Top of Available records

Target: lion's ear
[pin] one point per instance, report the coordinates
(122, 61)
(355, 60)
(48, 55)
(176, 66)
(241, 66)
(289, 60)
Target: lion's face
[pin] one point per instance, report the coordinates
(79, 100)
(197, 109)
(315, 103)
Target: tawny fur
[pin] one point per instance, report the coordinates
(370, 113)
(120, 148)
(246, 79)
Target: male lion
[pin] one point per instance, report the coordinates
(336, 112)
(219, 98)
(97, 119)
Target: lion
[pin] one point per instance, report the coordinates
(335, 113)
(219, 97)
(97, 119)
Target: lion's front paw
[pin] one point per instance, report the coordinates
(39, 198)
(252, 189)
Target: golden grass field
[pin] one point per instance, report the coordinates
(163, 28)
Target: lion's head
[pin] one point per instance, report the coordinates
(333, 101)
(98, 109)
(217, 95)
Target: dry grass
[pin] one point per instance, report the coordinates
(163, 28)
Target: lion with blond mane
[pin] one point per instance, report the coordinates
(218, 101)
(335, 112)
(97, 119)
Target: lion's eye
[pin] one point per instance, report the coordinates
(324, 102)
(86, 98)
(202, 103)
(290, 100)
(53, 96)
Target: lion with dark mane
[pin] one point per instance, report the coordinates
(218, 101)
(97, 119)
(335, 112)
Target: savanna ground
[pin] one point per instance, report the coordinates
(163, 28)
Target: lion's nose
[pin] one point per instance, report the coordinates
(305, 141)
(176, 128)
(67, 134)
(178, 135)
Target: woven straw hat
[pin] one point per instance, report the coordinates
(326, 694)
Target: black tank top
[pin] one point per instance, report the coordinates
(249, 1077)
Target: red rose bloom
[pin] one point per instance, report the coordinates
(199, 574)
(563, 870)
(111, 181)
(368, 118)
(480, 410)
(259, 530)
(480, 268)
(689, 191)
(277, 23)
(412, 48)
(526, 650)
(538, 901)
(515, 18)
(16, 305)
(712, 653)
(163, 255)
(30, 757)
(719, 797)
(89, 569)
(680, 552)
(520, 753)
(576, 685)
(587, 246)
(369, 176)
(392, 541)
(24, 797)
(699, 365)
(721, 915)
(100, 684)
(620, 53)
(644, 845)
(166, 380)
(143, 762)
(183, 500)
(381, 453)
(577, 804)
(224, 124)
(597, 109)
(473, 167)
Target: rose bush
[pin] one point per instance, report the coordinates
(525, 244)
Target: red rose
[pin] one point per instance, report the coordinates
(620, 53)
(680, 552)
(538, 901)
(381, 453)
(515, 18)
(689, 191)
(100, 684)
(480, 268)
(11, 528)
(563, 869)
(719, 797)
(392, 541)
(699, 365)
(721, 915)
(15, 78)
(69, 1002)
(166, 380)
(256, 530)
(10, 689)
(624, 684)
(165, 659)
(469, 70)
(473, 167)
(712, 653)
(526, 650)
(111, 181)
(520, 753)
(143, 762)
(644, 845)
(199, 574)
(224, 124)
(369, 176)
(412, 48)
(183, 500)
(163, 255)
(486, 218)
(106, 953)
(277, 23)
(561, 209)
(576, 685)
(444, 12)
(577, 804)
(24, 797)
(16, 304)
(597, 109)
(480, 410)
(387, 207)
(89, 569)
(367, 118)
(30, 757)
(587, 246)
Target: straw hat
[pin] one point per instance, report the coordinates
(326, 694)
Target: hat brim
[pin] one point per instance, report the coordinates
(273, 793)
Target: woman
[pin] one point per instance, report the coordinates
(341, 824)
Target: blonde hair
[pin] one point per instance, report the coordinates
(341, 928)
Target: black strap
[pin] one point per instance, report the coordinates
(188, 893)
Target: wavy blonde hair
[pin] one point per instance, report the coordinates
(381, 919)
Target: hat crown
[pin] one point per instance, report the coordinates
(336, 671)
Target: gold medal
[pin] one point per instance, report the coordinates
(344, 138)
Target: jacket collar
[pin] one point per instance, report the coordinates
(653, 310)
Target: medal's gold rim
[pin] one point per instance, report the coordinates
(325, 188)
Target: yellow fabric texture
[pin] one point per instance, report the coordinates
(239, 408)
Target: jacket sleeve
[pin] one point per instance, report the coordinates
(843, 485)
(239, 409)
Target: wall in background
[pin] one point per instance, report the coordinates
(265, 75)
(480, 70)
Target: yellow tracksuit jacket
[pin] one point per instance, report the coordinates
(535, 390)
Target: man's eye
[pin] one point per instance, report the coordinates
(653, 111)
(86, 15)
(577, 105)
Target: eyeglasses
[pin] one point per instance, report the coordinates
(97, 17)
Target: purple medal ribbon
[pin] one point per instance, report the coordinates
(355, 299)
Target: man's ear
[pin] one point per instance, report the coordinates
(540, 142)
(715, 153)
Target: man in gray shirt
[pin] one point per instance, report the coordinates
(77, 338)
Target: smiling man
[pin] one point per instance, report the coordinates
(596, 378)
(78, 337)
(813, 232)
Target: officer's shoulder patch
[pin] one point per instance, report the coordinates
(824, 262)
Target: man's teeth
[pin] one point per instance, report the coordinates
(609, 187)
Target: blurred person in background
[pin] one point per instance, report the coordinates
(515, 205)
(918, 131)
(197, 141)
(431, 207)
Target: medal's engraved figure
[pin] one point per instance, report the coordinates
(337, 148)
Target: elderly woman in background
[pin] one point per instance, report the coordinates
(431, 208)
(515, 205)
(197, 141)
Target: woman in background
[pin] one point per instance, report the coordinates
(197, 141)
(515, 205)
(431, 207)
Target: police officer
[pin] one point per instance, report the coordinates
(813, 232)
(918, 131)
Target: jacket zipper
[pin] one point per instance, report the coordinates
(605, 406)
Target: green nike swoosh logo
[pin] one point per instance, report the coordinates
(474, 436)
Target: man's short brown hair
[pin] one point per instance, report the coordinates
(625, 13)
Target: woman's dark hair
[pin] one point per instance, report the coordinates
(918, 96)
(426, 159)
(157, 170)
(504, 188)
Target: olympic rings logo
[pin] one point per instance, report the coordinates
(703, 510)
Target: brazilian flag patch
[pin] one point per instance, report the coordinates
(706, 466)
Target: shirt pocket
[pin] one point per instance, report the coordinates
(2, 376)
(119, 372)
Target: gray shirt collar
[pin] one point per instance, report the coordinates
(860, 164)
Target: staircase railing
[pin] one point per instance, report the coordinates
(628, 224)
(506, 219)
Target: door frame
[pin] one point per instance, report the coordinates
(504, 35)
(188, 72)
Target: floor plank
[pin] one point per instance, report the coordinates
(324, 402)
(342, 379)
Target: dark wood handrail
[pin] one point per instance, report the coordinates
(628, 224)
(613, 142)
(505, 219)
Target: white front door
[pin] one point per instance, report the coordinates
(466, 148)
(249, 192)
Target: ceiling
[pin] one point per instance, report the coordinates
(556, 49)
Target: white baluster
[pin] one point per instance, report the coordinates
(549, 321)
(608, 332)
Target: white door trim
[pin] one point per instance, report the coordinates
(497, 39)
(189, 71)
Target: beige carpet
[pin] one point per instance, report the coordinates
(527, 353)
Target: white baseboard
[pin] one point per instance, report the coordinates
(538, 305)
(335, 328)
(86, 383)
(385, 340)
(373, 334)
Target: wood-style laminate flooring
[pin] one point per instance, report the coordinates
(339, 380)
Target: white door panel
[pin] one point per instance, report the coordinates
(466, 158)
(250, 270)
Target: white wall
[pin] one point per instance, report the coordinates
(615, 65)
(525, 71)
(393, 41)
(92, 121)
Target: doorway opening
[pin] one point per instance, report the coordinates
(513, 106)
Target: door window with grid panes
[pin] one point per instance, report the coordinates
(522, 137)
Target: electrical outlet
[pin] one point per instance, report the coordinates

Bottom of Available records

Task statement:
Would you please repeat exactly the lines above, starting at the line with "Target: shirt pocket" and stopping at the line with "Target: white wall", both included?

Answer to this task:
Target: shirt pocket
[pin] one point per instance, report the coordinates
(2, 376)
(119, 372)
Target: gray shirt collar
[pin] one point per instance, report the coordinates
(860, 164)
Target: staircase railing
[pin] one point per instance, report the coordinates
(628, 224)
(506, 219)
Target: door frame
[pin] one point per instance, report the coordinates
(504, 35)
(188, 72)
Target: floor plank
[pin] one point per instance, report the coordinates
(324, 402)
(342, 379)
Target: dark wood handrail
[pin] one point per instance, report the coordinates
(628, 224)
(613, 142)
(505, 219)
Target: white front door
[pin] one point per instance, report the coordinates
(466, 148)
(249, 192)
Target: ceiling
[pin] one point per instance, report the coordinates
(556, 49)
Target: white baluster
[pin] one point per instance, report the coordinates
(549, 321)
(608, 332)
Target: white door trim
[pin] one point per instance, report the coordinates
(497, 39)
(189, 71)
Target: beige carpet
[pin] one point per instance, report the coordinates
(527, 353)
Target: white baseboard
[pin] one point per instance, report the coordinates
(538, 305)
(335, 328)
(86, 383)
(385, 340)
(373, 334)
Target: wood-style laminate flooring
[pin] one point per instance, report the coordinates
(339, 380)
Target: white door panel
[pin] one point per instance, report the coordinates
(466, 158)
(250, 270)
Target: white wall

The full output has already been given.